Output must match the records, character for character.

[Stored data entries]
::::::::::
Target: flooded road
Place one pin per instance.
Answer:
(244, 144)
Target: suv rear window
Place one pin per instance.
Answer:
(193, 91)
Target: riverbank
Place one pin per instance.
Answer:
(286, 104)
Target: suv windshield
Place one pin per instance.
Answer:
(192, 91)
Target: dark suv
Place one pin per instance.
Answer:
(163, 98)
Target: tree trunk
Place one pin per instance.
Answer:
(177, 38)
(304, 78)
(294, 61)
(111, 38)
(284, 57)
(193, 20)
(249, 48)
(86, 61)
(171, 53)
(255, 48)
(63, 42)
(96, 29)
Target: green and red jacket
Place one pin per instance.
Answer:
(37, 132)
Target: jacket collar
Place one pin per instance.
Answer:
::::::::::
COMPLETED EXERCISE
Target: flooded road
Place one pin per instance.
Answer:
(244, 144)
Target: suv rear window
Place one pin per instance.
Answer:
(193, 91)
Target: riverbank
Place one pin per instance.
Answer:
(286, 104)
Target: suv windshield
Place one pin per instance.
Answer:
(192, 91)
Target: dark suv
Place one pin per instance.
Answer:
(163, 98)
Target: tree trunk
Place one pin per instance.
Answer:
(177, 38)
(304, 78)
(294, 61)
(111, 38)
(284, 57)
(193, 20)
(249, 48)
(86, 61)
(171, 53)
(255, 48)
(63, 42)
(96, 29)
Target: green and red jacket
Place one pin per instance.
Answer:
(37, 132)
Target: jacket collar
Place one pin per instance.
Answer:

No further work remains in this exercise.